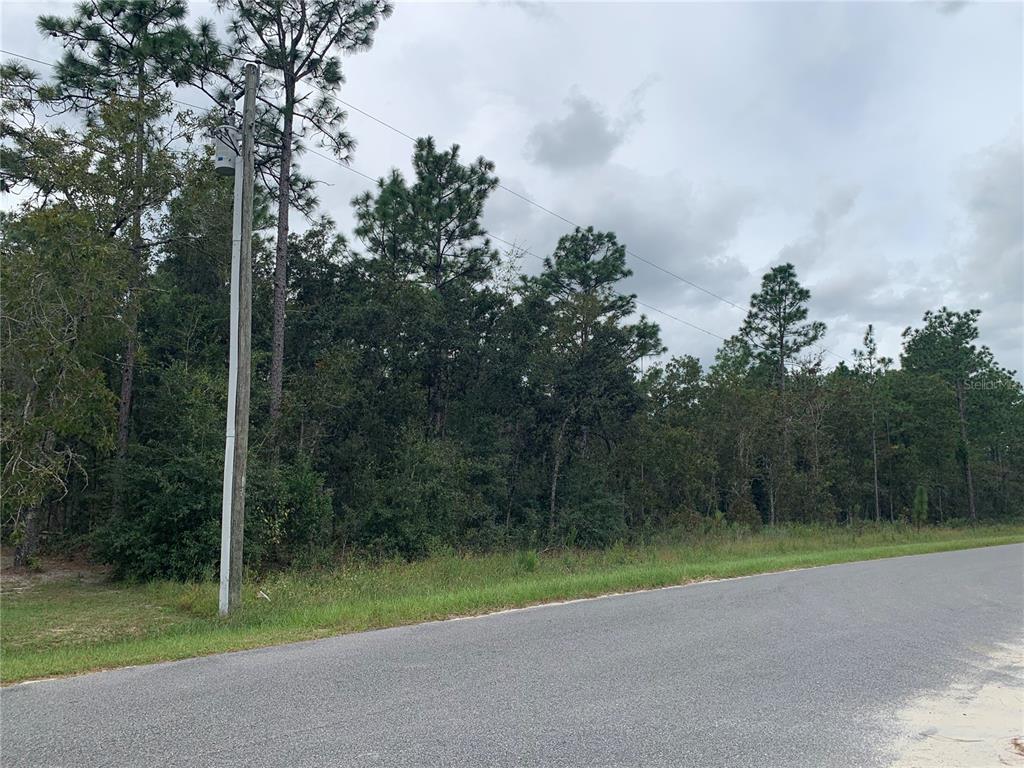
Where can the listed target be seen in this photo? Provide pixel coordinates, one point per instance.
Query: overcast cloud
(875, 145)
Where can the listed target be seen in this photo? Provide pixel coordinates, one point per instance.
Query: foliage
(427, 402)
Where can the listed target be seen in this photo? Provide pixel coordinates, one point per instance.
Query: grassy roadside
(72, 626)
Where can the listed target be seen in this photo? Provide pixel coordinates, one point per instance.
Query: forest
(416, 388)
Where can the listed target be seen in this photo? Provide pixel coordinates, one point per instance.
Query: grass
(69, 626)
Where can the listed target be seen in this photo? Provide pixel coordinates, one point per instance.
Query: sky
(877, 146)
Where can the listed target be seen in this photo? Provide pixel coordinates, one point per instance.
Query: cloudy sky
(878, 146)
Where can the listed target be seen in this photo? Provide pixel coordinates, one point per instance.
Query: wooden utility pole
(237, 439)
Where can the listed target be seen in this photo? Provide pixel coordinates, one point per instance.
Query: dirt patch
(14, 581)
(975, 723)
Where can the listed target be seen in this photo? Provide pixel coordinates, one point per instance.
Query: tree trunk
(281, 256)
(555, 470)
(875, 465)
(131, 311)
(27, 548)
(967, 452)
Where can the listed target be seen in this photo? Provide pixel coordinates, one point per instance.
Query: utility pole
(240, 357)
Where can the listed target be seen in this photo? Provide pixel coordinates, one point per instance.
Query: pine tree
(298, 45)
(776, 326)
(124, 50)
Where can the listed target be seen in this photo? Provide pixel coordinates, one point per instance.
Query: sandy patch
(975, 723)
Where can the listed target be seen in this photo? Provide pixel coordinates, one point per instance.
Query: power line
(505, 188)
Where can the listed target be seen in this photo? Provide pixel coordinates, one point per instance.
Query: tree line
(413, 389)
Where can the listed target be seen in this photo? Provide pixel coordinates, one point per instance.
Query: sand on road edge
(977, 722)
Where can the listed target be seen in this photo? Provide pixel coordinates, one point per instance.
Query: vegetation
(70, 626)
(422, 394)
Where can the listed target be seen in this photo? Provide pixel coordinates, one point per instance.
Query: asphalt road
(797, 669)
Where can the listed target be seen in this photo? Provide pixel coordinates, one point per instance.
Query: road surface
(797, 669)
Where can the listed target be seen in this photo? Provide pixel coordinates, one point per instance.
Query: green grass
(67, 627)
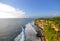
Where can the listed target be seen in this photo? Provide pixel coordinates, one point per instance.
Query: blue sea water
(10, 28)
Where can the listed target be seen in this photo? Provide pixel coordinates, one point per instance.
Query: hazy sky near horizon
(35, 8)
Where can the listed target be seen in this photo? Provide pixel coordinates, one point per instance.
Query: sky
(30, 8)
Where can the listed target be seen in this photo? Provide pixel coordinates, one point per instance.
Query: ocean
(12, 27)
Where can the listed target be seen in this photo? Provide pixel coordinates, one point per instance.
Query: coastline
(42, 31)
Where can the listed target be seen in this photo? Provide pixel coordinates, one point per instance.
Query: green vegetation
(51, 28)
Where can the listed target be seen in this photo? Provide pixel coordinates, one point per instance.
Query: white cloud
(7, 11)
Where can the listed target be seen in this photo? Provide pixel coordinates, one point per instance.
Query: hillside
(51, 27)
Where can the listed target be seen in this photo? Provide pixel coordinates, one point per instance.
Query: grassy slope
(51, 27)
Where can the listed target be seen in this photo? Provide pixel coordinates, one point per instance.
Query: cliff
(50, 28)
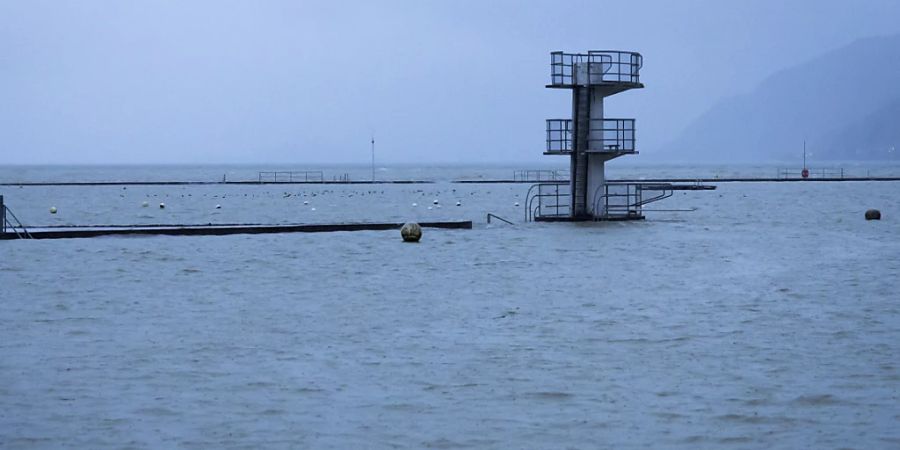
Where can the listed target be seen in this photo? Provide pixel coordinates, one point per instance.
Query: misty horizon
(284, 83)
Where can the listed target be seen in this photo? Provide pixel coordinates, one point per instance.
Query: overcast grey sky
(302, 81)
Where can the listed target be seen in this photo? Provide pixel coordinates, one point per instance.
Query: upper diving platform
(614, 69)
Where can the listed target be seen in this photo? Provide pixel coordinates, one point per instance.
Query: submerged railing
(548, 200)
(291, 176)
(15, 226)
(538, 175)
(626, 200)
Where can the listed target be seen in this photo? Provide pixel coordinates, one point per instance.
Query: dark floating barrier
(695, 180)
(216, 230)
(205, 183)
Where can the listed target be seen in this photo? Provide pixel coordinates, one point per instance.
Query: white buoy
(411, 232)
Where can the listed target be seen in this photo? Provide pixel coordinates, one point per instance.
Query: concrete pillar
(596, 177)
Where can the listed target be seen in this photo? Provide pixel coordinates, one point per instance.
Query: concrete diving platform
(70, 232)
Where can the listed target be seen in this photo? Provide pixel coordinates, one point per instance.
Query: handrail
(605, 135)
(532, 212)
(595, 67)
(316, 175)
(665, 189)
(497, 217)
(13, 226)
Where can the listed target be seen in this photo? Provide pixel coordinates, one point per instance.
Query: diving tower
(590, 139)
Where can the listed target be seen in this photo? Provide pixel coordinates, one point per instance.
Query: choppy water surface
(768, 317)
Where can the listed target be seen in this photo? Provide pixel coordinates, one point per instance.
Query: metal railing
(559, 136)
(606, 135)
(548, 200)
(611, 135)
(5, 214)
(812, 173)
(626, 200)
(540, 175)
(595, 67)
(291, 176)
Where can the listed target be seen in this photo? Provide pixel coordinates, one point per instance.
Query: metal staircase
(11, 229)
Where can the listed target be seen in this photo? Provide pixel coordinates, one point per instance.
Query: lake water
(766, 317)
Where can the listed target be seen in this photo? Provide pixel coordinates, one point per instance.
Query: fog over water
(229, 81)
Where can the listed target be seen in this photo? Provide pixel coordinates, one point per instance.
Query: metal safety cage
(595, 67)
(559, 136)
(611, 135)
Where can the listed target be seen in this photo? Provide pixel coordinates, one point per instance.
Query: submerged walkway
(68, 232)
(479, 181)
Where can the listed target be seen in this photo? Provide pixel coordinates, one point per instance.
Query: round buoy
(411, 232)
(873, 214)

- - -

*DIRECTIONS*
Transcribe every line from the records above without alteration, and leave out the images.

*THE OUTPUT*
Where can the listed target be seen in this photo? Provide pixel coordinates, one point per instance.
Query: overcast cloud
(875, 145)
Where can the listed target be seen in this photo? Provide pixel coordinates, one point per instance.
Query: foliage
(427, 402)
Where can the listed target be seen in this photo? Provide pixel coordinates, one point per instance.
Query: grassy roadside
(72, 626)
Where can the listed target be seen in this photo? Provide pixel coordinates, one point per instance.
Query: forest
(416, 388)
Where can the listed target be seen in this photo? Provide pixel coordinates, one point per instance.
Query: grass
(69, 626)
Where can the listed target be seen in this photo? Provide pixel coordinates, one point per instance.
Query: sky
(877, 146)
Where can the listed target be seen in this photo? Provide pixel coordinates, one point per instance.
Query: cloudy sky
(878, 146)
Where can the listed target be seen in this photo? Provide pixel coordinates, one point per instance.
Query: wooden utility pole
(237, 439)
Where can the listed target be seen in this photo? Provide pixel coordinates, one point per instance.
Query: dirt patch
(14, 581)
(975, 723)
Where can the listed target be seen in this photo? Provide pixel coordinates, one point per instance.
Query: tree trunk
(281, 256)
(555, 470)
(875, 465)
(131, 311)
(27, 548)
(967, 452)
Where can the listed target be seen in this photo? Provide pixel coordinates, one point per instance.
Query: utility pole
(240, 357)
Where can the listed target be seen in this photo? Provide pixel coordinates, one point per instance.
Query: pine tree
(298, 45)
(776, 326)
(124, 50)
Where can the listed target be seen in this photo? Provide pixel coordinates, one point per instance.
Query: sandy patch
(975, 723)
Where can the listed target be seen in this photo? Provide pixel coordinates, one point per instance.
Query: power line
(505, 188)
Where can the listed target be seen in this photo? Provide pixel coordinates, one point per instance.
Query: tree line
(413, 389)
Where can the listed target be seen in this photo? Provide pixel coordinates, one point per instance.
Query: sand on road edge
(977, 722)
Where can the listed target be seen in this photo? Provide pixel coordinates, one point per instance.
Query: vegetation
(70, 626)
(422, 394)
Where can the listed target be seen in this photo? Provide pixel coordinates, one point per instance.
Query: asphalt road
(797, 669)
Where can the listed target be seen in this photo? Provide pixel coordinates, one point per instance.
Query: road surface
(797, 669)
Where can the listed target be seen in this photo? Provide pixel coordinates, one point per instance.
Query: green grass
(67, 627)
Where can the listed target be seen in this photo? Provide pixel coordinates, one point per instance.
Query: blue sea water
(10, 28)
Where can the listed target be seen in this photo? Provide pixel coordinates, one point per instance.
Query: hazy sky near horizon
(35, 8)
Where can the listed target be seen in this photo? Provide pixel coordinates, one point per instance.
Query: sky
(30, 8)
Where can the listed target be seen in this photo? Provide pixel coordinates, one point per instance.
Query: ocean
(12, 27)
Where can the listed target be seen in this photo? Provide pixel coordinates, one point per instance.
Query: coastline
(42, 31)
Where can the listed target be seen in this photo? Provide pixel coordinates, one point per instance.
Query: green vegetation
(51, 28)
Where can the listed target be seen in this photo? Provide pixel coordinates, one point per instance.
Query: white cloud
(7, 11)
Where can the listed target be seen in this photo? Provide pixel coordinates, one point per instance.
Query: hillside
(51, 27)
Where can the listed target be seen in this photo? Provide pixel coordinates, one point per instance.
Query: grassy slope
(51, 27)
Where can the listed target be seen in this photo? Provide pixel coordinates, one point per instance.
Query: cliff
(50, 28)
Where can the listed target be seen in this photo? Provide pixel coordinates, one point per instance.
Query: misty horizon
(284, 83)
Where can the listed target be seen in this photo? Provide pixel coordinates, one point per instance.
Query: overcast grey sky
(302, 81)
Where can the listed target be seen in this photo? Provide pixel coordinates, one point per instance.
Query: upper diving platform
(614, 69)
Where can the listed target be seen in this photo? Provide pixel coordinates, one point per instance.
Query: submerged railing
(548, 200)
(291, 176)
(15, 226)
(538, 175)
(626, 200)
Where can the listed target be seen in this photo? Provide pixel coordinates, one point per instance.
Query: dark floating barrier
(695, 180)
(216, 230)
(205, 183)
Where can the listed target be seen in this photo? Provide pixel coordinates, one point per instance.
Query: white buoy
(411, 232)
Where can the listed target be seen in this photo? Provide pixel coordinates, one point per instance.
Query: concrete pillar
(596, 177)
Where can the listed target be seen in this photo? Provide pixel coordinates, one point per instance.
Query: concrete diving platform
(70, 232)
Where can the listed target be seen in this photo? Provide pixel coordinates, one point per instance.
Query: handrail
(605, 135)
(532, 212)
(595, 67)
(316, 175)
(665, 189)
(497, 217)
(13, 226)
Where can the listed target be seen in this photo? Provide pixel coordinates, one point per instance.
Query: diving tower
(590, 139)
Where can the listed target be seen in this photo? Provide pixel coordinates, one point per instance.
Query: choppy water surface
(768, 317)
Where can the listed target be seen in this photo? Provide pixel coordinates, one point per instance.
Query: metal railing
(559, 136)
(606, 135)
(548, 200)
(611, 135)
(5, 214)
(812, 173)
(626, 200)
(540, 175)
(595, 67)
(291, 176)
Where can the listed target be seen in this photo? Provide pixel coordinates, one point per instance.
Query: metal staircase
(11, 229)
Where can the listed target be seen in this photo? Provide pixel coordinates, one point per instance.
Query: lake water
(766, 317)
Where can the listed target be seen in this photo? Provide pixel coordinates, one point per instance.
Query: fog over water
(229, 81)
Where can the listed target be seen in this photo? Provide pixel coordinates, one point per instance.
Query: metal safety cage
(595, 67)
(559, 136)
(611, 135)
Where can the listed target be seen in this photo? Provide pixel coordinates, one point per instance.
Query: submerged walkway
(68, 232)
(479, 181)
Where can the listed target be seen in this photo? Provide pixel coordinates, one point per instance.
Query: round buoy
(411, 232)
(873, 214)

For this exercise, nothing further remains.